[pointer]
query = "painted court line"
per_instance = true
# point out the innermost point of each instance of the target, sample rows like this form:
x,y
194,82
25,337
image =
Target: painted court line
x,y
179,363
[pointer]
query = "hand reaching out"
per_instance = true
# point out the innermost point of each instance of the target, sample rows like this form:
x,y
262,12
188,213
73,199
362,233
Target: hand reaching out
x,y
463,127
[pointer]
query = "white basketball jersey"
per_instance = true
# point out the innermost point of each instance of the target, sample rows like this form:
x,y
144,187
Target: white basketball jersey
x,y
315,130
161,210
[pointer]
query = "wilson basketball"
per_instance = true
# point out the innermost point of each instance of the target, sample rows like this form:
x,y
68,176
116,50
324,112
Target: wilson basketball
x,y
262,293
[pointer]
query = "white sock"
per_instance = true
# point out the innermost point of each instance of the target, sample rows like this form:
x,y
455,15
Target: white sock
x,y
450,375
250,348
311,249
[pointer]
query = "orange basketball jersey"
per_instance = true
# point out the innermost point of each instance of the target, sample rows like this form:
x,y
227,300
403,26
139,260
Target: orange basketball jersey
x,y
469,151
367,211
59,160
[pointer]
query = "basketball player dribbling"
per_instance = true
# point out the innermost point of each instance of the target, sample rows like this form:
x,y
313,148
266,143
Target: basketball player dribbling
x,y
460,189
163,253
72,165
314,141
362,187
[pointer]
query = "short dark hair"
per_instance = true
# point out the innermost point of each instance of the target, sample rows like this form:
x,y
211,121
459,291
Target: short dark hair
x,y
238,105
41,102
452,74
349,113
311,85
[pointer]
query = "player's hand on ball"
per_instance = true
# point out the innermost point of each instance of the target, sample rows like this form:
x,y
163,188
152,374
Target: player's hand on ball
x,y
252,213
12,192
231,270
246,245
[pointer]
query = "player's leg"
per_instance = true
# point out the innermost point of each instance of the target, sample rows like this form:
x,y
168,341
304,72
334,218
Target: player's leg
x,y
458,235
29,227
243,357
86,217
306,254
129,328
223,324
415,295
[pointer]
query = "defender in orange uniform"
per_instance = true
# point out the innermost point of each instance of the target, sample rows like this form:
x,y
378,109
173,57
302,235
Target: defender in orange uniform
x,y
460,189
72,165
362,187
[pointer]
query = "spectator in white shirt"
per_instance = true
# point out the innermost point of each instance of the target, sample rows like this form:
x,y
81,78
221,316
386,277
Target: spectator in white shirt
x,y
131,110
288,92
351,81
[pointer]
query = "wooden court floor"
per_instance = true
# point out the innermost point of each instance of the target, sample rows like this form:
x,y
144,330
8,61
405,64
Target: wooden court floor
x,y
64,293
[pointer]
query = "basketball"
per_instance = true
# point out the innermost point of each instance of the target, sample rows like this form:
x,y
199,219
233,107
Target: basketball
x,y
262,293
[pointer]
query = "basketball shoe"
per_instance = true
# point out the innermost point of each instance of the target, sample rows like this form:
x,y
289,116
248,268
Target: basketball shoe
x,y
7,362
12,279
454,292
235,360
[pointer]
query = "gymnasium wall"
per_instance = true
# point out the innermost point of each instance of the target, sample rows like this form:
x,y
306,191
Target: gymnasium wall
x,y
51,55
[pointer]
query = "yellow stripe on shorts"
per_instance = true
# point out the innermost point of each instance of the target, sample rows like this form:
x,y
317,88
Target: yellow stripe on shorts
━━━━━━━━━━
Return the listing above in its exact form.

[pointer]
query = "painted court line"
per_instance = true
# point out the innermost point of each instance of the target, sample rows like this form:
x,y
194,82
25,337
image =
Target: painted court line
x,y
179,363
[pointer]
query = "hand reaching out"
per_instance = true
# point out the innermost point of each instance of the target, sample rows like this form:
x,y
262,12
188,213
73,199
362,233
Target: hand reaching out
x,y
463,127
[pointer]
query = "white basketball jersey"
per_instance = true
# point out the innermost point of each instance of the target, sample rows like this form:
x,y
144,187
Target: white basketball jersey
x,y
315,130
161,210
[pointer]
query = "wilson basketball"
per_instance = true
# point out the innermost point of each instance of the target, sample rows like this form:
x,y
68,176
116,50
324,112
Target: wilson basketball
x,y
262,293
[pointer]
query = "white sock"
per_instance = true
# point out the innermost point of each instance of the target, sample rows like this form:
x,y
455,15
Target: white sock
x,y
450,375
250,348
311,249
[pointer]
query = "orange basketball jersey"
per_instance = true
# point out the innermost point of each instance of the target, sample rows like this form:
x,y
227,300
403,26
139,260
Target: orange basketball jersey
x,y
469,151
367,211
59,160
[pointer]
query = "basketball player dribbling"
per_instance = true
# point out the innermost point of each instance of the target, sample rows like this form:
x,y
313,148
266,143
Target: basketball player dribbling
x,y
460,189
163,253
72,165
314,141
362,187
[pointer]
query = "short dark hair"
per_instance = true
# point out the innermost point of each instance of the target, sample rows like this form:
x,y
211,121
459,291
Target: short dark hair
x,y
238,105
41,102
452,74
349,113
311,85
[pointer]
query = "player's hand on ball"
per_instance = true
# point out the innermost point of each instance of the target, sample rows like this form:
x,y
163,188
152,374
Target: player's hand on ball
x,y
252,213
12,192
231,270
246,245
[pointer]
query = "player's leg"
per_instance = true
# point out the innermost point of each instance of the target, sample rows like this form:
x,y
168,341
304,72
334,218
Target: player's leg
x,y
458,235
29,227
243,357
86,217
306,254
129,328
223,324
415,295
[pointer]
query = "defender in orange uniform"
per_instance = true
# point out the innermost point of each instance of the target, sample rows like this form:
x,y
378,109
173,57
302,235
Target: defender in orange uniform
x,y
460,189
72,165
362,187
[pointer]
query = "spectator in white shirt"
per_instance = true
# point out the innermost point of each instance of the target, sample rows like this form:
x,y
81,78
221,316
386,277
Target: spectator in white shirt
x,y
131,110
288,92
351,81
[pointer]
query = "wooden court floor"
per_instance = true
# point out the innermost point of each instance of the target, sample rows like this form:
x,y
144,330
8,61
405,64
Target: wooden court floor
x,y
64,293
[pointer]
query = "basketball"
per_instance = true
# point out the innermost point of each instance of the target, sample rows like this form:
x,y
199,219
233,107
Target: basketball
x,y
262,293
[pointer]
query = "basketball shoe"
per_instance = true
# point out the innermost point of each instance of the target, sample rows like this form:
x,y
289,116
248,268
Target: basketball shoe
x,y
7,362
12,279
454,292
235,360
[pointer]
query = "gymnasium wall"
per_instance = true
# point out the innermost point of each instance of the target, sample rows like this form:
x,y
306,191
Target: gymnasium wall
x,y
51,55
[pointer]
query = "yellow stripe on shorts"
per_instance = true
# point out the innermost point of each instance of the target, sample rows like this form:
x,y
317,88
Target: yellow stripe on shorts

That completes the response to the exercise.